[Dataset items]
________________
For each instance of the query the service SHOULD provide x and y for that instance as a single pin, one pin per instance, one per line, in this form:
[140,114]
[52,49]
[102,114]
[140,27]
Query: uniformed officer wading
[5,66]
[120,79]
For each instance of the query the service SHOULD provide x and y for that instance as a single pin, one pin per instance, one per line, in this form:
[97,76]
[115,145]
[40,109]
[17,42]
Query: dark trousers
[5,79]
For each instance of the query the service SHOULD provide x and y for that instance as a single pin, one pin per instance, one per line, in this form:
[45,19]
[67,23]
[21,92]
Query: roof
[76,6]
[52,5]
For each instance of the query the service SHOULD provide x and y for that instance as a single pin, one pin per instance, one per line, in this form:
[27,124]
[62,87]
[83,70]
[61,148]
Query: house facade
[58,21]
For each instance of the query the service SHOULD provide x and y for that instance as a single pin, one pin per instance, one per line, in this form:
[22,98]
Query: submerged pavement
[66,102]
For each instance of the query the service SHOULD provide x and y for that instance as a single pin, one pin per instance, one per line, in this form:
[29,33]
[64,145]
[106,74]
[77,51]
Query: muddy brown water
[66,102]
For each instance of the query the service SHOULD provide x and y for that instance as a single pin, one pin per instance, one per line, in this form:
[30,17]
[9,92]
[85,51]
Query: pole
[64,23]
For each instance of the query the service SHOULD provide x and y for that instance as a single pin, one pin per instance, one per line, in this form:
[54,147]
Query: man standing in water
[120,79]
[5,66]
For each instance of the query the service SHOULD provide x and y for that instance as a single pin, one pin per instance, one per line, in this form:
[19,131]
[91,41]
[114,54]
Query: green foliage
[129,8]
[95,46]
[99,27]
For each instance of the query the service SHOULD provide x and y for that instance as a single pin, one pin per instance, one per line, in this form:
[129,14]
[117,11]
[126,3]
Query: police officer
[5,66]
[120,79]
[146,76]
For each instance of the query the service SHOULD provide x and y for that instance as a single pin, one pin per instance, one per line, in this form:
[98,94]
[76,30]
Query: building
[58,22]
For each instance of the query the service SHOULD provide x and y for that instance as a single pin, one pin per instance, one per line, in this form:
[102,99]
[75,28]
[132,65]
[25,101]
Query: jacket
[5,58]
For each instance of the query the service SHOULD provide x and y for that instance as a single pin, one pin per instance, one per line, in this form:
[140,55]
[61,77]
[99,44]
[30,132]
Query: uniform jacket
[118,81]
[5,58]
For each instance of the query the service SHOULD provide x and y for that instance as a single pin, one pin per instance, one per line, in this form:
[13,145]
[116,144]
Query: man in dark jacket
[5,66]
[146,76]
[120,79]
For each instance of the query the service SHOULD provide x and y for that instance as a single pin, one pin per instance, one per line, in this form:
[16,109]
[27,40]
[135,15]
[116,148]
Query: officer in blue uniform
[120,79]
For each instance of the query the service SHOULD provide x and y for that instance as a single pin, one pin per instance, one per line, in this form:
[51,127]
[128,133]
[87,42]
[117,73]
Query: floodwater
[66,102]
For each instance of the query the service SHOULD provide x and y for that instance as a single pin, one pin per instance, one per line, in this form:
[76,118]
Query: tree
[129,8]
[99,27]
________________
• **Description of the task**:
Give the entries again exactly, every one.

• **Exercise output**:
For each instance of the query the service SHOULD provide x and y for that instance as a single pin, one pin per instance, one per line, in this form:
[140,114]
[52,49]
[102,114]
[140,27]
Query: uniformed officer wading
[5,66]
[120,79]
For each instance of the query the service SHOULD provide x and y for that instance as a single pin, one pin per instance, one per line, in this form:
[97,76]
[115,145]
[40,109]
[17,42]
Query: dark trousers
[5,79]
For each instance of the query the service SHOULD provide x and y for that instance as a single pin, one pin per instance, one per line, in this form:
[45,19]
[67,23]
[21,92]
Query: roof
[76,6]
[52,5]
For each instance of the query the service SHOULD provide x and y for that instance as a single pin, one pin per instance, one per line, in this form:
[27,124]
[62,87]
[83,70]
[61,148]
Query: house facade
[58,21]
For each instance of the query the service SHOULD provide x and y for that instance as a single pin, one pin per instance, one per line, in this form:
[22,98]
Query: submerged pavement
[66,102]
For each instance of the query the service SHOULD provide x and y for that instance as a single pin, one pin per instance, one per line, in this form:
[29,33]
[64,145]
[106,74]
[77,51]
Query: muddy brown water
[66,102]
For each instance of the query the service SHOULD provide x and y for that instance as a single pin, one pin per instance, one per line, in this form:
[30,17]
[9,92]
[85,51]
Query: pole
[64,23]
For each instance of the query the service SHOULD provide x and y for that instance as a single pin, one pin per instance, one per line, in this form:
[54,147]
Query: man standing in water
[120,79]
[5,66]
For each instance of the query the service SHOULD provide x and y for that instance as a single pin, one pin per instance, one per line, in this form:
[19,131]
[91,41]
[114,54]
Query: green foliage
[129,8]
[95,46]
[99,27]
For each instance of the query the service SHOULD provide x and y for that instance as a single pin, one pin per instance, one per line, in this form:
[129,14]
[117,11]
[126,3]
Query: police officer
[5,66]
[120,79]
[146,76]
For each instance of the query the service SHOULD provide x and y for that instance as a single pin, one pin per instance, one per line, in this form:
[98,94]
[76,30]
Query: building
[58,22]
For each instance of the query the service SHOULD provide x and y for that instance as a single pin, one pin per instance, one per line, in this form:
[102,99]
[75,28]
[132,65]
[25,101]
Query: jacket
[5,58]
For each instance of the query the service SHOULD provide x and y for that instance as a single pin, one pin per instance, one per line, in this form:
[140,55]
[61,77]
[99,44]
[30,132]
Query: uniform jacket
[118,81]
[5,58]
For each instance of the query the service SHOULD provide x and y for that instance as a single pin, one pin per instance, one per line, in this form:
[13,145]
[116,144]
Query: man in dark jacket
[5,66]
[146,76]
[120,79]
For each instance of the query the service SHOULD provide x and y for that instance as a single pin, one pin per instance, one per line, in this form:
[16,109]
[27,40]
[135,15]
[116,148]
Query: officer in blue uniform
[120,79]
For each instance of the query the service SHOULD provide x and y for that instance as a single pin, one pin per instance, one per line, in this form:
[51,127]
[128,133]
[87,42]
[117,73]
Query: floodwater
[66,102]
For each instance of the query the service SHOULD provide x and y for that instance as a single pin, one pin per instance, one per line, in this form:
[76,118]
Query: tree
[129,8]
[99,27]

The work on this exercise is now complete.